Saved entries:
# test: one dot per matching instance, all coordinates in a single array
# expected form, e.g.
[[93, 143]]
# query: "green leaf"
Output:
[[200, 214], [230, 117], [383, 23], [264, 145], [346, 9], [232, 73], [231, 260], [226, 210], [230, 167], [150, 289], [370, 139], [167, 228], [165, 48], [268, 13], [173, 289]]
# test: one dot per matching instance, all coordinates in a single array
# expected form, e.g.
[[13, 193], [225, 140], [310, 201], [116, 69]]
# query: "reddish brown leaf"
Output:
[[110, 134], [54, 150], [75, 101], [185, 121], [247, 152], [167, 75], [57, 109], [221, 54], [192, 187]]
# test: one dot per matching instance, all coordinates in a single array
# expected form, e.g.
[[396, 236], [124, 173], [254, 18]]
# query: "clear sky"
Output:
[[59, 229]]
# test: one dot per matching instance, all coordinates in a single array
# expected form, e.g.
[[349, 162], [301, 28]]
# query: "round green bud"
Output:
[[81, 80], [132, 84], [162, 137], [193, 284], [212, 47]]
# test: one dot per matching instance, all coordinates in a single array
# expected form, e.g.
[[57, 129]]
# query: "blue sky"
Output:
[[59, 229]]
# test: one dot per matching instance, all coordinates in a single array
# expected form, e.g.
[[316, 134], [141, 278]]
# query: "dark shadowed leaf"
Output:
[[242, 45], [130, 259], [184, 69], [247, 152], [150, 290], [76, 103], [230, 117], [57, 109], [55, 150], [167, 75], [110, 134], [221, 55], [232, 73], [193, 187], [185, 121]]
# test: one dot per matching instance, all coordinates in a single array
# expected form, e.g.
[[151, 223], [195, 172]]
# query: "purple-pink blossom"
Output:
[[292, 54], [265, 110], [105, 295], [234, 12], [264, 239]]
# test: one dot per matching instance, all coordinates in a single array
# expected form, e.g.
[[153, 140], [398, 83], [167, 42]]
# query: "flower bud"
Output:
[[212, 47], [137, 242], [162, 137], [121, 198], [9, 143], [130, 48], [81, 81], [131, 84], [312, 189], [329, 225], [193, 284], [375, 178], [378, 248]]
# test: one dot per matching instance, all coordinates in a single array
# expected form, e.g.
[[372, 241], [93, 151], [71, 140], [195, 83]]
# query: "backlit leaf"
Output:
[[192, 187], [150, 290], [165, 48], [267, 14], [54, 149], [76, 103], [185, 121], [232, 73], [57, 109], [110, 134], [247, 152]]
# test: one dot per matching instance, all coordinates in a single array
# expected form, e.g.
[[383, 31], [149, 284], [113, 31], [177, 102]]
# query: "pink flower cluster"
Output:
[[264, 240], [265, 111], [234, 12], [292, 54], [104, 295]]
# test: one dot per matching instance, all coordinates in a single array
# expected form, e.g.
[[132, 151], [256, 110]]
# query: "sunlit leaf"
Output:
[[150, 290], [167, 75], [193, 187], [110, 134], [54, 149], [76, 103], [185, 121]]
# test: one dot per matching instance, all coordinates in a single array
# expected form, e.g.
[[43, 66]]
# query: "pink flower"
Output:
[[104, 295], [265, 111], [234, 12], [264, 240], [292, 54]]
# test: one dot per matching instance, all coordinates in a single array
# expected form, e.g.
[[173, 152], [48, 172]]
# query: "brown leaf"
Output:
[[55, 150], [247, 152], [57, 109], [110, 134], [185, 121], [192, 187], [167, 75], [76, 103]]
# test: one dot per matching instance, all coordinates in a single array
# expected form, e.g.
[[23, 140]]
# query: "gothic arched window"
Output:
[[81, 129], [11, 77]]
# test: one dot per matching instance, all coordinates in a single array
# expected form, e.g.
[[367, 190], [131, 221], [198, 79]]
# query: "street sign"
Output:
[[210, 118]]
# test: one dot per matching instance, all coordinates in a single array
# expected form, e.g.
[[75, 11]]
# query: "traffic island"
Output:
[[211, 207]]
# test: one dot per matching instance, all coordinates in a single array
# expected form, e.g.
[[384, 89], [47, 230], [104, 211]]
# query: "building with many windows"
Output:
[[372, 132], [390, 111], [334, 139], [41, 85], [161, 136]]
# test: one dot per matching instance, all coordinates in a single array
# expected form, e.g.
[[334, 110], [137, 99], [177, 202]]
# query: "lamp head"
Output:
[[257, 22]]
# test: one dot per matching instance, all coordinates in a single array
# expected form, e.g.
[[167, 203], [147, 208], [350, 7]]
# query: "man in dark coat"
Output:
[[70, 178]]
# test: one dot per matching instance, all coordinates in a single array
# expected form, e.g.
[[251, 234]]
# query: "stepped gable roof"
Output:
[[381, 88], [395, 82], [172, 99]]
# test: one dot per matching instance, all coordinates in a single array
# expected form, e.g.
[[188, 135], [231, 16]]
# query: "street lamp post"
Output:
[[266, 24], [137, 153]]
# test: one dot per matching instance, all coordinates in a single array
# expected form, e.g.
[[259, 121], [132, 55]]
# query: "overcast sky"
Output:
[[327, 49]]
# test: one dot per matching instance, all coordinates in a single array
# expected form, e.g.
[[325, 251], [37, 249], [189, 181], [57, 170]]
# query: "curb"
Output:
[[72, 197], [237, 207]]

What you will do:
Search the records above for the string "lamp" and copy each line that holds it.

Result of the task:
# query: "lamp head"
# query: "street lamp post"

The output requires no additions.